** START RECORDED INFORMATION **

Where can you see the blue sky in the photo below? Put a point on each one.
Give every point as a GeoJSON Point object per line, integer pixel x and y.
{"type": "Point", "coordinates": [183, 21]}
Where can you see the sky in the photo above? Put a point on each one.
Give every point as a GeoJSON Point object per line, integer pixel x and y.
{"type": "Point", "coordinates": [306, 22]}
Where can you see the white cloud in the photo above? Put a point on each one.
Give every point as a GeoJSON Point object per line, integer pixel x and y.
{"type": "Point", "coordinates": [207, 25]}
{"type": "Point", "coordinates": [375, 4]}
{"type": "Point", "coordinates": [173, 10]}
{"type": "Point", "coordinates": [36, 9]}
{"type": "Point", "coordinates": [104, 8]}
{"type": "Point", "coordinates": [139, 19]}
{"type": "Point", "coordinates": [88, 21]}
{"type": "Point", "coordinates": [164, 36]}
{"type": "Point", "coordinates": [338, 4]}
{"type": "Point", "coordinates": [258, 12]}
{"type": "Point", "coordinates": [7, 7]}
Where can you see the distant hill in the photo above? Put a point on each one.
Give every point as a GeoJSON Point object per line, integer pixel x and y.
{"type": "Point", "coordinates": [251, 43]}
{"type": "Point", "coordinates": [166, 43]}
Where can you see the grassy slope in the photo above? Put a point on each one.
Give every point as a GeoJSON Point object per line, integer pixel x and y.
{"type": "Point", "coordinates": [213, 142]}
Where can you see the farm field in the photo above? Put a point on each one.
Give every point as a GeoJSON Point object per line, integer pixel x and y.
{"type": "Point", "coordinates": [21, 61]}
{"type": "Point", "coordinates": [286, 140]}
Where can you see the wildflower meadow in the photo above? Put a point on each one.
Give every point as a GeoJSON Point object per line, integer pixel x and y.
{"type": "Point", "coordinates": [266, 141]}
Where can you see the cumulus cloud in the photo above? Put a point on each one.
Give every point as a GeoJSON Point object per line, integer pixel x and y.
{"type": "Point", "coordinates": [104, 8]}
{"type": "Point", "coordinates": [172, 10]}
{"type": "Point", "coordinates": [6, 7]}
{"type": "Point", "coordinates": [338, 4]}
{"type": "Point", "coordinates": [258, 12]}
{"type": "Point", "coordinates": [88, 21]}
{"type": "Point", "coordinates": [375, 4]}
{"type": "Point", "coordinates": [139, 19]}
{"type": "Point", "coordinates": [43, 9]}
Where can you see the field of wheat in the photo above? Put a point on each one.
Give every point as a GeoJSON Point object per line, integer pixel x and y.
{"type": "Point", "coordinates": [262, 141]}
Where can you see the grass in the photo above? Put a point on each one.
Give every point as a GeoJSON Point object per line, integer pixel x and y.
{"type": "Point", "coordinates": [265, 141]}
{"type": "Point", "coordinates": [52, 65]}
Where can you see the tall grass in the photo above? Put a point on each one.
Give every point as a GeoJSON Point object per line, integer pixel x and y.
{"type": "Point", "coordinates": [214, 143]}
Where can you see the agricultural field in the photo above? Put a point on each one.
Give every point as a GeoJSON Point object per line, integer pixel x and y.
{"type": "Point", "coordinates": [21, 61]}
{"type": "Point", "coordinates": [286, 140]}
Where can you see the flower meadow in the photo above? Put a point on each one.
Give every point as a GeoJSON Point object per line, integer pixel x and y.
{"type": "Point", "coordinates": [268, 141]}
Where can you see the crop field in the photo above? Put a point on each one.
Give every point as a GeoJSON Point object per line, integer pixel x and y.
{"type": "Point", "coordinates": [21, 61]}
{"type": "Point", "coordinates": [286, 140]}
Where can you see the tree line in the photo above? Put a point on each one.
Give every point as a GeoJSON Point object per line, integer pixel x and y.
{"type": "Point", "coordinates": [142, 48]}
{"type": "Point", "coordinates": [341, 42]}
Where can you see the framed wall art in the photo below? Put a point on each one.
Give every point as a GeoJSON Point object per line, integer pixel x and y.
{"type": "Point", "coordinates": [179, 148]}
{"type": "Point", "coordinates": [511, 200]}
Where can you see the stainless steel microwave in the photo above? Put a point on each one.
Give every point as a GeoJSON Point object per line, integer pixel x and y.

** END RECORDED INFORMATION **

**SHORT TASK**
Exactly reproduce every line of the records.

**ANSWER TO THE TASK**
Where can you see the blue sky in the photo below? Put a point on each one.
Give every point as a GeoJSON Point object per line, integer pixel x and y.
{"type": "Point", "coordinates": [183, 21]}
Where can you see the sky in the photo above? Put a point on each one.
Give every point as a GeoJSON Point object per line, integer pixel x and y.
{"type": "Point", "coordinates": [306, 22]}
Where can you see the white cloud in the photo above? Put a point on each one.
Give every point as a GeoJSON Point object per line, integer pixel x and y.
{"type": "Point", "coordinates": [207, 25]}
{"type": "Point", "coordinates": [375, 4]}
{"type": "Point", "coordinates": [173, 10]}
{"type": "Point", "coordinates": [36, 9]}
{"type": "Point", "coordinates": [104, 8]}
{"type": "Point", "coordinates": [139, 19]}
{"type": "Point", "coordinates": [88, 21]}
{"type": "Point", "coordinates": [164, 36]}
{"type": "Point", "coordinates": [338, 4]}
{"type": "Point", "coordinates": [258, 12]}
{"type": "Point", "coordinates": [7, 7]}
Where can you see the distant hill in the photo above? Put a point on each one.
Give every point as a GeoJSON Point object per line, integer pixel x and y.
{"type": "Point", "coordinates": [251, 43]}
{"type": "Point", "coordinates": [166, 43]}
Where can you see the grassy slope in the photo above? Put a point on each one.
Give every point as a GeoJSON Point object per line, integer pixel x and y.
{"type": "Point", "coordinates": [213, 142]}
Where can you see the farm field in the photo above? Put a point on each one.
Give every point as a GeoJSON Point object per line, integer pixel x and y.
{"type": "Point", "coordinates": [21, 61]}
{"type": "Point", "coordinates": [286, 140]}
Where can you see the wildflower meadow in the photo above? Put a point on each one.
Give every point as a GeoJSON Point object per line, integer pixel x and y.
{"type": "Point", "coordinates": [266, 141]}
Where can you see the cumulus cloud in the photo above? Put a point on each one.
Give every point as a GeoJSON Point object per line, integer pixel x and y.
{"type": "Point", "coordinates": [104, 8]}
{"type": "Point", "coordinates": [172, 10]}
{"type": "Point", "coordinates": [6, 7]}
{"type": "Point", "coordinates": [338, 4]}
{"type": "Point", "coordinates": [258, 12]}
{"type": "Point", "coordinates": [88, 21]}
{"type": "Point", "coordinates": [375, 4]}
{"type": "Point", "coordinates": [139, 19]}
{"type": "Point", "coordinates": [43, 9]}
Where can you see the field of wheat in the photo above? Put a point on each one.
Give every point as a GeoJSON Point object per line, integer pixel x and y.
{"type": "Point", "coordinates": [262, 141]}
Where can you see the grass in the photo above? Put a point on each one.
Give every point as a GeoJSON Point object per line, integer pixel x and y.
{"type": "Point", "coordinates": [265, 141]}
{"type": "Point", "coordinates": [52, 65]}
Where can you see the tall grass in the photo above? Put a point on each one.
Give every point as a GeoJSON Point object per line, integer pixel x and y.
{"type": "Point", "coordinates": [214, 143]}
Where can you see the agricultural field in the photo above? Put a point on each one.
Give every point as a GeoJSON Point object per line, integer pixel x and y.
{"type": "Point", "coordinates": [21, 61]}
{"type": "Point", "coordinates": [286, 140]}
Where can you see the flower meadow in the photo above? Put a point on each one.
Give every point as a GeoJSON Point object per line, integer pixel x and y.
{"type": "Point", "coordinates": [268, 141]}
Where can you see the crop field in the photo above? Put a point on each one.
Give every point as a GeoJSON Point object per line, integer pixel x and y.
{"type": "Point", "coordinates": [21, 61]}
{"type": "Point", "coordinates": [286, 140]}
Where can you see the tree line in the photo above? Put a point on each one.
Give every point as a GeoJSON Point object per line, integer pixel x and y.
{"type": "Point", "coordinates": [142, 48]}
{"type": "Point", "coordinates": [341, 42]}
Where can you see the framed wall art in the photo below? Put a point on each one.
Give every point as a GeoJSON Point object per line, integer pixel x and y.
{"type": "Point", "coordinates": [179, 148]}
{"type": "Point", "coordinates": [511, 200]}
Where can you see the stainless steel microwave in the photo above? Put a point on each one.
Give every point as a GeoJSON Point object per line, integer pixel x and y.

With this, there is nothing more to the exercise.